* [WORK INSTRUCTIONS]: The result should be an exact copy of the lines from the one with "Each instance receives one keypoint. Mark the deer's nose" through the last line of the data below, both included.

* [GIVEN DATA]:
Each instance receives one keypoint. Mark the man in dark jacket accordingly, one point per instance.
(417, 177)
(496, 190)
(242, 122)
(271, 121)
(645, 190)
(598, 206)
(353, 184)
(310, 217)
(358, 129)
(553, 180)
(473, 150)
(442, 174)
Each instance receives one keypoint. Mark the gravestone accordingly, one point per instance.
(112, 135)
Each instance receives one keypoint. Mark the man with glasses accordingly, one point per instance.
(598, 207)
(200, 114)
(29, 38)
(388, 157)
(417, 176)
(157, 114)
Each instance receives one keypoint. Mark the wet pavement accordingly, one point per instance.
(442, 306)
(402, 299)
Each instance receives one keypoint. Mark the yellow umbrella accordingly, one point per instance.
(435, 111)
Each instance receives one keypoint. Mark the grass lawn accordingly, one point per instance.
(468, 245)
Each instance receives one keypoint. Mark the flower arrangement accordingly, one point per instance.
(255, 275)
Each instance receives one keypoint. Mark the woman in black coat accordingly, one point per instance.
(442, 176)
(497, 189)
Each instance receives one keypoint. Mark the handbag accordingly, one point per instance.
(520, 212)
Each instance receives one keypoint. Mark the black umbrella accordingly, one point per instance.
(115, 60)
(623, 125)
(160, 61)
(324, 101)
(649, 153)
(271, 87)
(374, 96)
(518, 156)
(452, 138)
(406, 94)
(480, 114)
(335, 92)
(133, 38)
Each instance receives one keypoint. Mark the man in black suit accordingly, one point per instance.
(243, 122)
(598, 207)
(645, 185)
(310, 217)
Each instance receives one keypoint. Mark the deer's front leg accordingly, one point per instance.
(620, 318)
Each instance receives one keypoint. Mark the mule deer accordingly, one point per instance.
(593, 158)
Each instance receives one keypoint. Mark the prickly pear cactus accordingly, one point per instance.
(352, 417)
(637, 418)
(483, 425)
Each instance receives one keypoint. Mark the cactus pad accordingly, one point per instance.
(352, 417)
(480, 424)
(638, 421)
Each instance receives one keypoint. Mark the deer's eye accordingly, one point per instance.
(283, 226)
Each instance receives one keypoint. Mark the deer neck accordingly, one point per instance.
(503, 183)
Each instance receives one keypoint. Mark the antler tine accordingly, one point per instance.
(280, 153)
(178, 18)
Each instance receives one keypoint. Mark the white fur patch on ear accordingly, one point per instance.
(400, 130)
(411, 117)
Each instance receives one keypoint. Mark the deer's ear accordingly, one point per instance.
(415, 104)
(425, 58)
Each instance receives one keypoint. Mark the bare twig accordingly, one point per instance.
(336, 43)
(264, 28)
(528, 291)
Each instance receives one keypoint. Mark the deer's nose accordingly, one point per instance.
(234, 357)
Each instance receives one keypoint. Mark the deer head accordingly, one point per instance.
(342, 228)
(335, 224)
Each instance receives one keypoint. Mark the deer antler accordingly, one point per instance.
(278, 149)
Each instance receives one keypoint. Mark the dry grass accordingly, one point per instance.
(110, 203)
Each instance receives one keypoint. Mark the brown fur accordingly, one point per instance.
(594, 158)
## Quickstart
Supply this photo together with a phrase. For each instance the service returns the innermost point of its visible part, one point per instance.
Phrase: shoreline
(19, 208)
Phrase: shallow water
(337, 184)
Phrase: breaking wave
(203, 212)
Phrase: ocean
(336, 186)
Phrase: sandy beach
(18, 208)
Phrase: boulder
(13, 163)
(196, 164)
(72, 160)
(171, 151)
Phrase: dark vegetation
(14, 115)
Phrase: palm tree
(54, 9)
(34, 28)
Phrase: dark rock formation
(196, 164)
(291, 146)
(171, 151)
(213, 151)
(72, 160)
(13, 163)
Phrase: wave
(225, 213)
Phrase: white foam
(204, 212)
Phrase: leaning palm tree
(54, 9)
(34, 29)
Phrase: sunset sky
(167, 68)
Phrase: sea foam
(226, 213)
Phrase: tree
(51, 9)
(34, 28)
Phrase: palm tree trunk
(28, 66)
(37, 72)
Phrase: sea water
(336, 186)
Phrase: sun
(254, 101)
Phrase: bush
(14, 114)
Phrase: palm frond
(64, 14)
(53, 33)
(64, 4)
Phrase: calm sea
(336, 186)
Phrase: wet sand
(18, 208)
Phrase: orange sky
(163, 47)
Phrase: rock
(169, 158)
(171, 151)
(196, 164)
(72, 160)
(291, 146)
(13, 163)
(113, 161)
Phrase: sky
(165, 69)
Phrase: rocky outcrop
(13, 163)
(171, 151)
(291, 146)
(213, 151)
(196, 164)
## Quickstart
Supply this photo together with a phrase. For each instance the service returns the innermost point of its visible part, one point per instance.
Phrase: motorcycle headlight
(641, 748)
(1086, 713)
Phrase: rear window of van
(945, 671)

* [SOLUTION BELOW]:
Each instance receives one keypoint. Mark the deer's nose accordingly, one point per instance.
(234, 357)
Each instance receives one keypoint. Mark the deer head accordingly, one point per instance.
(342, 228)
(335, 224)
Each instance receives one keypoint. Mark the deer antler accordingly, one point per instance.
(278, 149)
Each instance receives one keypoint. Mark the dry grass accordingly, one point per instance.
(110, 203)
Each instance receives one keypoint. Mark the brown fur accordingly, one point per instance.
(594, 158)
## Quickstart
Supply this photo together with a phrase. For each instance the service returns the innermost point of its visible part, one point per instance.
Phrase: shoreline
(19, 208)
Phrase: shallow water
(337, 184)
Phrase: breaking wave
(203, 212)
Phrase: ocean
(336, 186)
Phrase: sandy beach
(18, 208)
Phrase: boulder
(13, 163)
(196, 164)
(72, 160)
(171, 151)
Phrase: dark vegetation
(14, 115)
Phrase: palm tree
(54, 9)
(34, 28)
Phrase: dark rock formation
(196, 164)
(291, 146)
(171, 151)
(213, 151)
(72, 160)
(13, 163)
Phrase: wave
(225, 213)
Phrase: white foam
(204, 212)
Phrase: leaning palm tree
(54, 9)
(34, 29)
Phrase: sunset sky
(167, 68)
Phrase: sea foam
(226, 213)
Phrase: tree
(51, 9)
(34, 28)
Phrase: palm tree trunk
(28, 66)
(37, 72)
Phrase: sea water
(336, 186)
Phrase: sun
(254, 101)
Phrase: bush
(14, 114)
Phrase: palm frond
(64, 14)
(53, 33)
(64, 4)
Phrase: calm sea
(336, 186)
Phrase: wet sand
(18, 208)
Phrase: orange sky
(163, 47)
Phrase: rock
(169, 158)
(171, 151)
(196, 164)
(72, 160)
(291, 146)
(13, 163)
(113, 161)
Phrase: sky
(165, 69)
Phrase: rocky outcrop
(13, 163)
(171, 151)
(291, 146)
(213, 151)
(196, 164)
## Quickstart
Supply this photo together with a phrase. For each instance the service returns the innermost point of its visible part, one point per instance.
Phrase: motorcycle headlight
(641, 748)
(1086, 713)
Phrase: rear window of van
(945, 671)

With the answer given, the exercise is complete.